Testo di partenza ->

Il quadro divenne più chiaro sette anni dopo, nel 2019, con la confessione di Maurizio Avola, altro pentito di mafia. Avola dichiarò di esser stato l’autista della moto affiancata all’auto del magistrato durante l’agguato. “Ha ammesso pure di essere stato lui a sparare i colpi che uccisero Scopelliti.” La sua collaborazione portò al ritrovamento dell’arma del delitto, nascosta e sepolta per decenni. Questi elementi permisero alla procura di iscrivere nel registro degli indagati 24 figure legate a Cosa Nostra e ’Ndrangheta, includendo diversi boss noti, alcuni dei quali deceduti o non imputabili.
Questa prospettiva rafforzò la tesi di un patto tra le mafie, al fine di contrastare la giustizia rappresentata da Scopelliti. È emerso, infatti, un intreccio tra clan siciliani e calabresi per gestire un’azione coordinata, che superava i confini geografici tradizionali. La complessità di dettagli e implicazioni rende il caso uno dei più rilevanti nella storia recente della criminalità organizzata in Italia.
Gli accertamenti biologici irripetibili e le prospettive dell’inchiesta
Una fase decisiva in corso riguarda gli accertamenti di natura biologica ordinati dalla procura in relazione a tracce rinvenute sull’automobile di Antonino Scopelliti. Questi esami saranno definiti “irripetibili” perché riguardano campioni unici, dai quali si può ricavare materiale biologico utile a identificare o escludere potenziali responsabili. Tale procedura si rivela spesso fondamentale nelle inchieste per omicidio, specialmente dopo lunghi anni.

Consegna 1 ->
Queste affermazioni concordano con il testo sull'omicidio Scopelliti? Rispondi sì o no a ciascuna e cita alla lettera le parole del testo che lo stabiliscono.
(a) Maurizio Avola guidava la moto durante l'agguato.
(b) La procura iscrisse trenta persone nel registro degli indagati.
(c) Gli accertamenti biologici riguardano tracce trovate sull'automobile del magistrato.
Consegna 2 ->
Rispondi a queste domande sul testo sull'omicidio Scopelliti.
(a) In quale anno arrivò la confessione di Maurizio Avola?
(b) A quali organizzazioni erano legate le figure iscritte nel registro degli indagati?
(c) Perché gli esami biologici vengono definiti «irripetibili»?
Consegna 3 ->
Come potrebbe proseguire il testo sull'omicidio Scopelliti? Continualo a partire dall'ultima frase riportata.
Il materiale riportato più avanti è indipendente dal testo sull'omicidio Scopelliti.

Materiale mostrato ->
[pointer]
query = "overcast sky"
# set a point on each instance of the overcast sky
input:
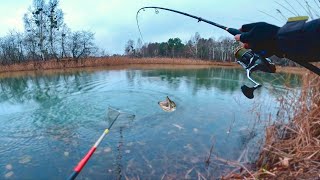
(114, 21)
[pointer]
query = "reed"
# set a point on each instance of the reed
(292, 141)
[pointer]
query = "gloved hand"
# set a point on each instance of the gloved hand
(260, 37)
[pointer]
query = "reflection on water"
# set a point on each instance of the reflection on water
(48, 122)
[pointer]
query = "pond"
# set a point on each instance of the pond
(50, 121)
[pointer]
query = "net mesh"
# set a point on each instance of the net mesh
(124, 118)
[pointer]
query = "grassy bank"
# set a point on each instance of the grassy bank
(100, 62)
(292, 142)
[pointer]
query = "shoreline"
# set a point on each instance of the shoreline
(118, 63)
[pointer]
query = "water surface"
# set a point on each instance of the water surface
(50, 121)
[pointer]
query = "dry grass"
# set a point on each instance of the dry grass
(292, 145)
(100, 62)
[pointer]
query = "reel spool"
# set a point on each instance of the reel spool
(252, 62)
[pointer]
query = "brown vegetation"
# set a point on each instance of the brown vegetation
(100, 62)
(292, 144)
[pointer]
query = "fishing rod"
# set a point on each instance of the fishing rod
(249, 60)
(232, 31)
(113, 115)
(86, 158)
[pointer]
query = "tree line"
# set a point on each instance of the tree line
(221, 49)
(46, 36)
(197, 47)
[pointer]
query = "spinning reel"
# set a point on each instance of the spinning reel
(253, 62)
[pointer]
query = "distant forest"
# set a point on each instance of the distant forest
(197, 48)
(46, 36)
(210, 49)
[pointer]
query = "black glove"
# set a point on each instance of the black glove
(261, 38)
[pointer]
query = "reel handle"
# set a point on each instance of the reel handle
(233, 31)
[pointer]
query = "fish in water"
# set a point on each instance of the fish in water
(167, 105)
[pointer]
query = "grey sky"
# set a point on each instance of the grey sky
(114, 21)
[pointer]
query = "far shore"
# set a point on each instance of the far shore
(66, 65)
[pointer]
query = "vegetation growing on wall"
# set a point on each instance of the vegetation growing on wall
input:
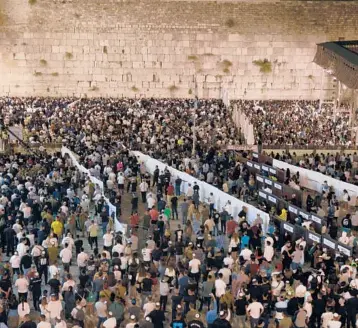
(264, 65)
(173, 88)
(68, 55)
(230, 22)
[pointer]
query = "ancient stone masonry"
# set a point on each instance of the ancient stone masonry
(254, 50)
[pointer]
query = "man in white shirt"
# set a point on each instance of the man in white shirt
(82, 259)
(147, 254)
(55, 308)
(335, 322)
(119, 248)
(254, 311)
(111, 322)
(66, 256)
(68, 240)
(43, 323)
(194, 268)
(144, 189)
(246, 253)
(101, 310)
(22, 286)
(226, 272)
(149, 306)
(268, 251)
(108, 241)
(60, 323)
(220, 286)
(22, 248)
(300, 291)
(54, 270)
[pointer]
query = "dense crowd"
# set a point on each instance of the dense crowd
(339, 166)
(296, 123)
(200, 267)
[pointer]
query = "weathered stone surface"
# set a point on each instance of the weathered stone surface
(153, 45)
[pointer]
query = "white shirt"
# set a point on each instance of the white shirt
(108, 239)
(101, 309)
(82, 259)
(61, 324)
(268, 253)
(66, 255)
(53, 270)
(334, 324)
(23, 309)
(255, 309)
(119, 248)
(246, 253)
(110, 323)
(43, 324)
(55, 308)
(21, 248)
(147, 254)
(220, 287)
(120, 179)
(194, 265)
(68, 240)
(148, 307)
(22, 285)
(226, 275)
(15, 261)
(143, 186)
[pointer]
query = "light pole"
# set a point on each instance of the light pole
(194, 119)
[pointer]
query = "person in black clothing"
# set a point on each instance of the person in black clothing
(155, 176)
(9, 234)
(352, 310)
(78, 245)
(157, 316)
(43, 266)
(196, 323)
(318, 308)
(221, 322)
(174, 203)
(55, 285)
(134, 203)
(35, 288)
(26, 262)
(178, 322)
(28, 323)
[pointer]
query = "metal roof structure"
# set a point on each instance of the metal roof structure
(341, 59)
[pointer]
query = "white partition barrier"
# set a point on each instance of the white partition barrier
(221, 198)
(314, 180)
(120, 227)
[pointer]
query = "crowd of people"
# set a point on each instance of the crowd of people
(53, 216)
(296, 123)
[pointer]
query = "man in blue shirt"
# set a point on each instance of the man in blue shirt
(212, 314)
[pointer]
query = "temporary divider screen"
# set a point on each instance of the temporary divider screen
(314, 180)
(221, 198)
(120, 227)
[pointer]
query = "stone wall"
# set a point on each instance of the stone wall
(160, 48)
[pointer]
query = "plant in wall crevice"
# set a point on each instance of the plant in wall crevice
(192, 57)
(226, 65)
(264, 65)
(68, 55)
(230, 22)
(173, 88)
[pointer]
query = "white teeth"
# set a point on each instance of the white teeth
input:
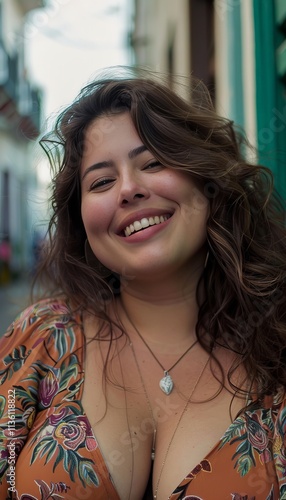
(143, 223)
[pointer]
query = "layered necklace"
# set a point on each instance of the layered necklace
(155, 423)
(166, 383)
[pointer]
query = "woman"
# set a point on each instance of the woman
(156, 370)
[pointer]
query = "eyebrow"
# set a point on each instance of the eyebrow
(109, 163)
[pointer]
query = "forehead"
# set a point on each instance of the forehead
(110, 131)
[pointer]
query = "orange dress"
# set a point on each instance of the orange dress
(47, 446)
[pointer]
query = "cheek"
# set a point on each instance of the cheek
(96, 217)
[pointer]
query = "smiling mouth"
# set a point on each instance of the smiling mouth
(144, 223)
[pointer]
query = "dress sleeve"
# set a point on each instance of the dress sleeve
(279, 448)
(26, 350)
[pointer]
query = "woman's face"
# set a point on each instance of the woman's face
(141, 217)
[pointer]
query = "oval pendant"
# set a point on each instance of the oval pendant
(166, 384)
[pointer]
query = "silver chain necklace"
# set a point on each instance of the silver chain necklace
(166, 383)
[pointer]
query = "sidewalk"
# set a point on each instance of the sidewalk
(14, 297)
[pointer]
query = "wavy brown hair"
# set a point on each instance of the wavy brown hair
(244, 306)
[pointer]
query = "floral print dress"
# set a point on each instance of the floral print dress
(49, 451)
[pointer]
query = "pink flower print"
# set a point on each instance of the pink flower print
(90, 440)
(56, 418)
(48, 388)
(70, 435)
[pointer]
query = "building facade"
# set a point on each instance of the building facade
(20, 107)
(238, 48)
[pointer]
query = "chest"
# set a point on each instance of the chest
(124, 415)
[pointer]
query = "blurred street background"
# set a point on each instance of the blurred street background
(50, 49)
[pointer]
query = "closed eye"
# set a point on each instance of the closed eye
(153, 164)
(101, 184)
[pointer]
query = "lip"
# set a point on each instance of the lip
(145, 234)
(141, 214)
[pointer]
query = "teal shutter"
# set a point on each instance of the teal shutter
(270, 110)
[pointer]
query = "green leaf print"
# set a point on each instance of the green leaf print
(2, 405)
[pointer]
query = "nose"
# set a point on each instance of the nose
(132, 189)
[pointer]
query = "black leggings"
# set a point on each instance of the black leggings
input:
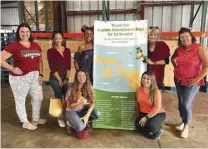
(152, 126)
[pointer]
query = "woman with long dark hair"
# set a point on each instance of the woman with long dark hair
(190, 61)
(158, 55)
(59, 60)
(84, 56)
(26, 75)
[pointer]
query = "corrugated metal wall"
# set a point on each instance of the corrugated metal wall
(172, 18)
(9, 16)
(74, 23)
(168, 18)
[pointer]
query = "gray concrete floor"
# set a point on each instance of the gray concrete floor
(51, 135)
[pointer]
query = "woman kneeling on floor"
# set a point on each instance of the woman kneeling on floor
(80, 102)
(148, 106)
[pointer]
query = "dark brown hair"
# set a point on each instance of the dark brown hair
(153, 85)
(185, 30)
(54, 34)
(17, 32)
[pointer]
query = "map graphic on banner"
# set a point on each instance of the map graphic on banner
(117, 71)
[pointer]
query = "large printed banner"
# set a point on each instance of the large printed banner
(118, 50)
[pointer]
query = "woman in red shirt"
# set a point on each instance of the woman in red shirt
(190, 61)
(59, 60)
(26, 74)
(158, 55)
(149, 108)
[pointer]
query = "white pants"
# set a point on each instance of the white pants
(21, 86)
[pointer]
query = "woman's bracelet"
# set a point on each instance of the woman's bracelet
(41, 75)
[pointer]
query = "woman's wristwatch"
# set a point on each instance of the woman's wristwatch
(147, 117)
(41, 75)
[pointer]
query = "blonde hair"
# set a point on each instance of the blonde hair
(86, 89)
(155, 30)
(153, 85)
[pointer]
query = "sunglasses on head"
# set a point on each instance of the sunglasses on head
(151, 27)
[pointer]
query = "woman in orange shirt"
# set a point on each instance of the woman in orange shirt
(149, 108)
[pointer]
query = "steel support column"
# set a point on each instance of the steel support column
(46, 15)
(21, 12)
(204, 23)
(36, 15)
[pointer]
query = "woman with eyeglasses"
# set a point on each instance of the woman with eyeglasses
(26, 75)
(149, 108)
(83, 58)
(190, 61)
(158, 55)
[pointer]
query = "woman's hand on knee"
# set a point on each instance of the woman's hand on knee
(143, 121)
(85, 119)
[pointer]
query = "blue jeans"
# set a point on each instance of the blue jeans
(73, 117)
(185, 98)
(153, 125)
(59, 92)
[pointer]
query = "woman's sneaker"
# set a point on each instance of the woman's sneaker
(159, 134)
(180, 127)
(29, 126)
(41, 121)
(61, 122)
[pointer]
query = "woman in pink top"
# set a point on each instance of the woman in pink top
(158, 55)
(191, 66)
(149, 107)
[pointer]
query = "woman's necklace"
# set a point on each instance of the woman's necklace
(26, 44)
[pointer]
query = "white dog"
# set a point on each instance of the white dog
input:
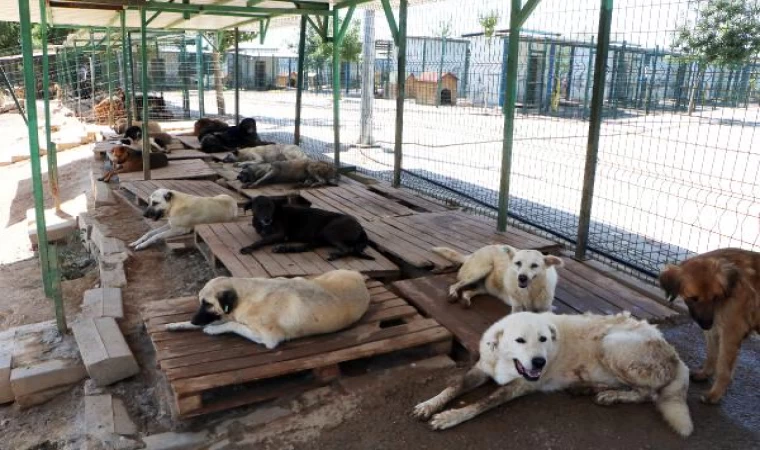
(184, 212)
(621, 359)
(523, 279)
(270, 311)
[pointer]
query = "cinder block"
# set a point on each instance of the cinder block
(45, 375)
(103, 302)
(105, 415)
(104, 351)
(6, 393)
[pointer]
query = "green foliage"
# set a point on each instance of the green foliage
(725, 32)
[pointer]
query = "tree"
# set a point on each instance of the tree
(223, 40)
(724, 33)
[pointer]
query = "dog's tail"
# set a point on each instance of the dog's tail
(450, 254)
(671, 402)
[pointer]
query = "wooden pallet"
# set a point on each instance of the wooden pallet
(207, 373)
(221, 243)
(187, 169)
(355, 200)
(580, 289)
(201, 188)
(411, 237)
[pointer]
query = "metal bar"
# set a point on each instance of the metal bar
(595, 123)
(144, 88)
(299, 79)
(401, 89)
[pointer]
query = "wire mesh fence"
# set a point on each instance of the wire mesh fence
(668, 182)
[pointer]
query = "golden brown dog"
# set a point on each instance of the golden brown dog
(720, 288)
(125, 159)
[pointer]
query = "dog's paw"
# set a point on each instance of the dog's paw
(446, 419)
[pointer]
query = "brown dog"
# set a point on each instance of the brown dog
(720, 289)
(125, 159)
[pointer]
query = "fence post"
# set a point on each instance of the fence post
(299, 80)
(400, 93)
(594, 128)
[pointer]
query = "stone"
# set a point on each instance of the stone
(103, 302)
(104, 350)
(6, 392)
(105, 415)
(175, 441)
(45, 375)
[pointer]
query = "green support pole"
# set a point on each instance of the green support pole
(199, 65)
(144, 88)
(509, 113)
(594, 129)
(49, 272)
(336, 88)
(299, 80)
(49, 145)
(401, 93)
(237, 76)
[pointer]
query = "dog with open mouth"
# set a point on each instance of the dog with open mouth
(618, 358)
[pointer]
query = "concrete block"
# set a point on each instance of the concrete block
(103, 302)
(45, 375)
(104, 351)
(6, 392)
(175, 441)
(106, 415)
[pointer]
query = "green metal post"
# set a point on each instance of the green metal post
(237, 76)
(594, 128)
(400, 94)
(199, 64)
(299, 80)
(509, 113)
(49, 145)
(144, 87)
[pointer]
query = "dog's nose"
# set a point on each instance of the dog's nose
(538, 362)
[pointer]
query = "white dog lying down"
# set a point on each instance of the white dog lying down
(523, 279)
(270, 311)
(621, 359)
(184, 212)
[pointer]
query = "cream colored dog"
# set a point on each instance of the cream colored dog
(270, 311)
(523, 279)
(184, 212)
(620, 359)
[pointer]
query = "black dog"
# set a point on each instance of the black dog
(239, 136)
(276, 221)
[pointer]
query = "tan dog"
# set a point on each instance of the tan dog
(721, 290)
(622, 359)
(523, 279)
(270, 311)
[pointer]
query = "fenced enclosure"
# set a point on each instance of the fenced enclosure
(667, 183)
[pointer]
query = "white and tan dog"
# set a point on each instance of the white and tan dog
(523, 279)
(620, 359)
(270, 311)
(184, 212)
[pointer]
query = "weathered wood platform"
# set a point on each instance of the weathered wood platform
(221, 243)
(411, 237)
(580, 289)
(356, 200)
(207, 373)
(187, 169)
(201, 188)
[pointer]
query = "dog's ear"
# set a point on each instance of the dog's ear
(551, 260)
(670, 281)
(227, 300)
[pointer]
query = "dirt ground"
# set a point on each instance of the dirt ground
(368, 412)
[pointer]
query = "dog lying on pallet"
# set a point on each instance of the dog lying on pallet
(184, 212)
(271, 311)
(277, 222)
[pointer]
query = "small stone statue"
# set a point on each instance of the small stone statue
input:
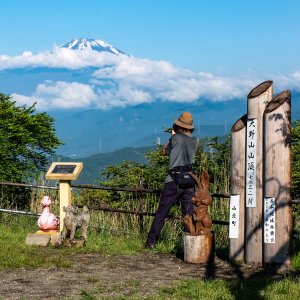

Risultato esercizio 1 ->
(a) Sì: «Avola dichiarò di esser stato l’autista della moto affiancata all’auto del magistrato durante l’agguato.»
(b) No: «Questi elementi permisero alla procura di iscrivere nel registro degli indagati 24 figure legate a Cosa Nostra e ’Ndrangheta».
(c) Sì: «accertamenti di natura biologica ordinati dalla procura in relazione a tracce rinvenute sull’automobile di Antonino Scopelliti».

Risultato esercizio 2 ->
(a) Nel 2019.
(b) A Cosa Nostra e alla ’Ndrangheta.
(c) Perché riguardano campioni unici.

Risultato esercizio 3 ->
Nel caso specifico, la perizia punta a verificare se il DNA raccolto possa collegare in modo diretto uno o più degli indagati al luogo del delitto e ai momenti dell’agguato. Questo tipo di prova potrebbe consentire di superare alcune ambiguità accumulate nel tempo e di appoggiare in modo concreto le confessioni raccolte attraverso i pentiti. Se gli accertamenti confermeranno corrispondenze decisive, l’inchiesta potrebbe segnare un punto di svolta verso l’individuazione dei mandati e degli esecutori.
Attenzione sugli indagati e impatto giudiziario
L’attenzione degli inquirenti si concentra su 20 persone al momento indagate, a cui sarà notificata l’esclusività di tali controlli biologici. Questa fase ha acceso un nuovo interesse nel mondo giudiziario e ha portato a ipotizzare che, finalmente, le prime condanne possano essere pronunciate entro tempi brevi. La famiglia del giudice, che ha atteso per decenni una risposta, segue con attenzione questi sviluppi.